◆ **Task brief**: Copy the lines from the one containing "Isolate the brown" to the one containing "[0,0,540,303]", inclusive, leaving out the pictures.

[Image entries on named regions]
+===+
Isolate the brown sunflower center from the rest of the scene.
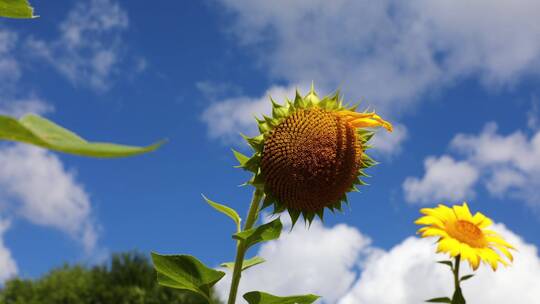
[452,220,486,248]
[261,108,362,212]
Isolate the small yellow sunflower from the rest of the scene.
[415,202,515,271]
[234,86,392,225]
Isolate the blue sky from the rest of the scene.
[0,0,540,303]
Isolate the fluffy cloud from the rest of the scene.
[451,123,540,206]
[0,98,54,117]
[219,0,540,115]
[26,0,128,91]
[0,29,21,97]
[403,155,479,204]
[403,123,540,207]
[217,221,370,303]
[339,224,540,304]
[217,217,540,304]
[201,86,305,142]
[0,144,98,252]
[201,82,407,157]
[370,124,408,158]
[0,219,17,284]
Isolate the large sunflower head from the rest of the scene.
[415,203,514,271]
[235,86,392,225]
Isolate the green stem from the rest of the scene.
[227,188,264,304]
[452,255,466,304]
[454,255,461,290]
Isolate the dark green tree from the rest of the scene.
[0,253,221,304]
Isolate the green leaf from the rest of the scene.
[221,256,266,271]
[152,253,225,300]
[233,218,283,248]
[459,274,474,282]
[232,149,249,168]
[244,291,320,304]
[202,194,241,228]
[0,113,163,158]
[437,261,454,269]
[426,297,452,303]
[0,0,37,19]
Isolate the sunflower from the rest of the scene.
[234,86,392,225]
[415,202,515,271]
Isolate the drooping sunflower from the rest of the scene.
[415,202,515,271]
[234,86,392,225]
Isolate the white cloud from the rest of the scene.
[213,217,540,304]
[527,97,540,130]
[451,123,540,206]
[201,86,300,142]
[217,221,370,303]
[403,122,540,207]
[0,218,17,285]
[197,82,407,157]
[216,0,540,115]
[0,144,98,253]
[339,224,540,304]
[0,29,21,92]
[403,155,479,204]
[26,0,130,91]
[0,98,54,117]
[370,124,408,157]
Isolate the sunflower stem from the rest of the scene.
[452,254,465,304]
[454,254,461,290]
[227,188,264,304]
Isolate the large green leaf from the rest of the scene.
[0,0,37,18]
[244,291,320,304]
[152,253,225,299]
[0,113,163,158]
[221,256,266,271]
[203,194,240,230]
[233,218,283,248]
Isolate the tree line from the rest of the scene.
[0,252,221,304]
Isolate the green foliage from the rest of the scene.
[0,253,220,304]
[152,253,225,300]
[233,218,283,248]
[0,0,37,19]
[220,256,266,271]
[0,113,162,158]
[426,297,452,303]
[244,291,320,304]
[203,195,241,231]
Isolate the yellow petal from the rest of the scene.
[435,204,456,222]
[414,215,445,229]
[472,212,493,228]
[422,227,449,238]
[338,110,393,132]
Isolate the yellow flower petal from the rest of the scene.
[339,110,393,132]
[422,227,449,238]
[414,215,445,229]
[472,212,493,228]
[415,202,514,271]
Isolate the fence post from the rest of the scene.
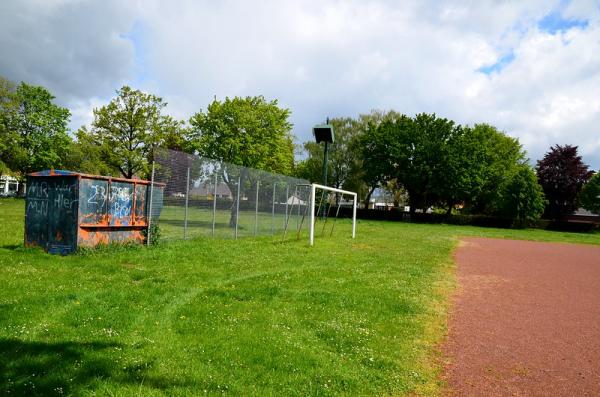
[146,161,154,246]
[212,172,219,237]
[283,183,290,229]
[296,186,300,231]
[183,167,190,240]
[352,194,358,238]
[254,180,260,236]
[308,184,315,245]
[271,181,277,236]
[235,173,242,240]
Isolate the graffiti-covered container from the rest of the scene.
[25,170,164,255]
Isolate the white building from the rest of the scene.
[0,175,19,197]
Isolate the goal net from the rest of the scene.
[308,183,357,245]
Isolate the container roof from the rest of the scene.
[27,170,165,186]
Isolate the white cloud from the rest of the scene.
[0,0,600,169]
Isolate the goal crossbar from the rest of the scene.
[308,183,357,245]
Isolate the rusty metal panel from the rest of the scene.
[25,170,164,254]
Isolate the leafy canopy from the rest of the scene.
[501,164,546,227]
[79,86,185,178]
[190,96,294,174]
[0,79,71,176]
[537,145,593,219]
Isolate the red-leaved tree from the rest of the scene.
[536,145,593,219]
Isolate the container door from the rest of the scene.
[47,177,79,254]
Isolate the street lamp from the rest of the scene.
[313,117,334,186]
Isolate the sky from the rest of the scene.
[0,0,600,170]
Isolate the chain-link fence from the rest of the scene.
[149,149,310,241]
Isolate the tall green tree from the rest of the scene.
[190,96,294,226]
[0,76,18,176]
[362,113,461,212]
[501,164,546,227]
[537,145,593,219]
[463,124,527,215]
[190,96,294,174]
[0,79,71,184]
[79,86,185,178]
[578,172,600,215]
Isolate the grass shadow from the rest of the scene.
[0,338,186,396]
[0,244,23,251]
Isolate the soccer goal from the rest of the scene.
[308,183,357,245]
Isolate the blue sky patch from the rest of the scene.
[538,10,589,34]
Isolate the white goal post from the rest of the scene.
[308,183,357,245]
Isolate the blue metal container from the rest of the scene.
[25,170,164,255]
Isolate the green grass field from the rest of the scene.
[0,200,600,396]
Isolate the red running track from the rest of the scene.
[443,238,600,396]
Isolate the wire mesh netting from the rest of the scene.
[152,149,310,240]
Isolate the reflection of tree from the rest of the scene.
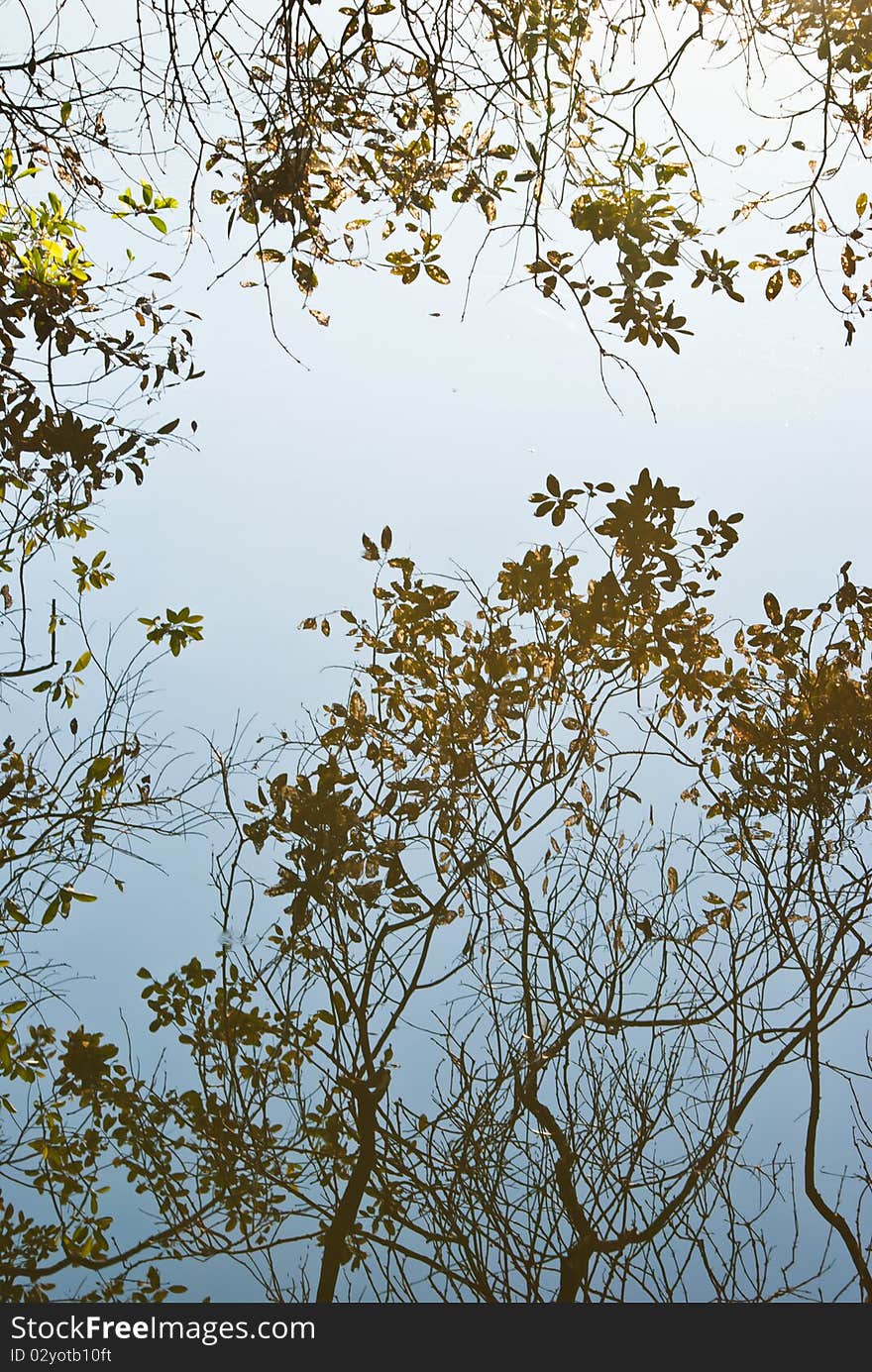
+===+
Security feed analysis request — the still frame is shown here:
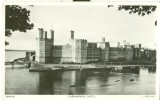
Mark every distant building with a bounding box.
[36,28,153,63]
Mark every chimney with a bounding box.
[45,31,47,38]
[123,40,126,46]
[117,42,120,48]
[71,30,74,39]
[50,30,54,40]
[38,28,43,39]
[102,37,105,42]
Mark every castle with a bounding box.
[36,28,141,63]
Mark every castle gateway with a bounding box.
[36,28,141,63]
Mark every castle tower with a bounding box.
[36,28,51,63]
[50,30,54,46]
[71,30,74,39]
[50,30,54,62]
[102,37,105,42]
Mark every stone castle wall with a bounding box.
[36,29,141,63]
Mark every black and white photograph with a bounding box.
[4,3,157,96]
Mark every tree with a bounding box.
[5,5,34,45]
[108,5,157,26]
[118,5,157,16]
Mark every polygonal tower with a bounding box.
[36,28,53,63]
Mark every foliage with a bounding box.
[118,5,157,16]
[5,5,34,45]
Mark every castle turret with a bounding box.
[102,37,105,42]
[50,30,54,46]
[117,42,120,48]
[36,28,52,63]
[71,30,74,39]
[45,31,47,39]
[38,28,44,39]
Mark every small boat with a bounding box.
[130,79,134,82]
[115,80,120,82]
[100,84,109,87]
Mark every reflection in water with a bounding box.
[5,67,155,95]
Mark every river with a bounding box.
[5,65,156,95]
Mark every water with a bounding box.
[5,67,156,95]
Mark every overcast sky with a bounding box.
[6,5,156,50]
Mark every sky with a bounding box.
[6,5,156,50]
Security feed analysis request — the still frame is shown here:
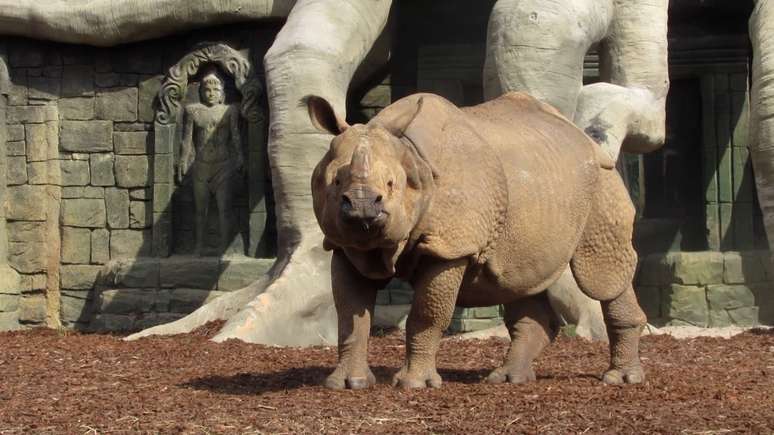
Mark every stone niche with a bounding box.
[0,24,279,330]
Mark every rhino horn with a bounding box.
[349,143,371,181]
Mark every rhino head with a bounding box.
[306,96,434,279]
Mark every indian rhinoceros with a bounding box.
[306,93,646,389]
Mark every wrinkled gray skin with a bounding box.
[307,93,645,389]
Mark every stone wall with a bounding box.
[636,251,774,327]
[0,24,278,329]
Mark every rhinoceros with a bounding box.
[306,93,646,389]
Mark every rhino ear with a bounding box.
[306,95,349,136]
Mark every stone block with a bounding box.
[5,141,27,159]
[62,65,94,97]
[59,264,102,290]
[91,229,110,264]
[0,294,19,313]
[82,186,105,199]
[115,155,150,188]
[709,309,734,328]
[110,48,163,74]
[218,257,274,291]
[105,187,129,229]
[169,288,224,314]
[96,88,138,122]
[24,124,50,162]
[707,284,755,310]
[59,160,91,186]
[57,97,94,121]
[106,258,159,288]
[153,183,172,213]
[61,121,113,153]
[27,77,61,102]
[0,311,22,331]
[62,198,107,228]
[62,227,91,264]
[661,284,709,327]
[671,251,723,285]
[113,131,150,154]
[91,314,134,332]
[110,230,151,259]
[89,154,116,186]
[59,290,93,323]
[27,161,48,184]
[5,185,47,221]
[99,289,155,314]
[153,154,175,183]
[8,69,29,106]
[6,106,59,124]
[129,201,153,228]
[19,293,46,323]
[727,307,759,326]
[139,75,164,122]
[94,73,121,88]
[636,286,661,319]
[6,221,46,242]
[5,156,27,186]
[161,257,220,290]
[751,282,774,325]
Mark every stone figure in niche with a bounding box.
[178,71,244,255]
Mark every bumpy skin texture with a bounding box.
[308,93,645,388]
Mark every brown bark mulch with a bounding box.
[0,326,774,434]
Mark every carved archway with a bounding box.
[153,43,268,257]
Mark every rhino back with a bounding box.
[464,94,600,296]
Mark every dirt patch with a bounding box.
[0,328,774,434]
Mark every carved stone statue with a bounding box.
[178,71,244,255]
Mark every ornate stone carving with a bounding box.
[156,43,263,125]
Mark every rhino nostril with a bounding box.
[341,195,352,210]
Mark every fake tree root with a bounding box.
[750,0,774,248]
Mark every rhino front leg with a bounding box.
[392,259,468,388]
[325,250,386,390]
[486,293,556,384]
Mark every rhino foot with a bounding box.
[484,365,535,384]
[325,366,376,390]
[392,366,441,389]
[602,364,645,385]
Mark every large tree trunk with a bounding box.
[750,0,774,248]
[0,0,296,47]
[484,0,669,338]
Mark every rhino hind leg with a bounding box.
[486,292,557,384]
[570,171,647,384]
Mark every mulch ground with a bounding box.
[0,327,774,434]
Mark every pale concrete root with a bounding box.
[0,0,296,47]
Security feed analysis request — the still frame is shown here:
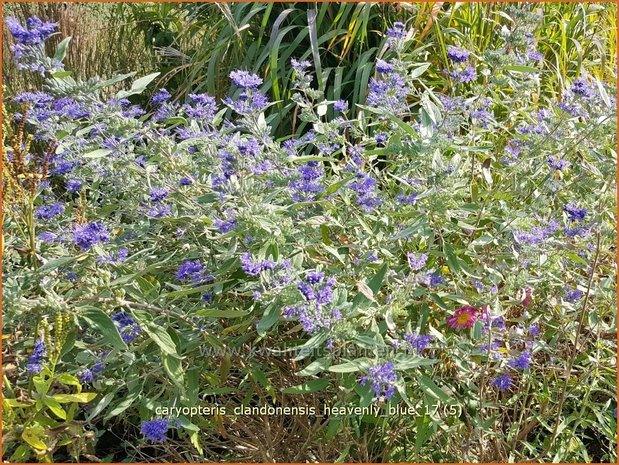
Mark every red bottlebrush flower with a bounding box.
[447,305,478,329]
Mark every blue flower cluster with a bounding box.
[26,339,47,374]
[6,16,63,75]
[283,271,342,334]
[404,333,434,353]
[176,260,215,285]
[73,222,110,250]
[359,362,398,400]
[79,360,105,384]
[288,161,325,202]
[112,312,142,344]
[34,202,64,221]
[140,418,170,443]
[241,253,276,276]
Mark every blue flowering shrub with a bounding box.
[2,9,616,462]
+===+
◆ **Written answer**:
Isolate the brown sunflower center from the rest of the scene.
[452,220,486,248]
[261,108,362,212]
Isolate the small yellow sunflower from the rest of the scene.
[415,202,515,271]
[234,86,392,225]
Isolate the blue sky from the rest of the scene.
[0,0,540,303]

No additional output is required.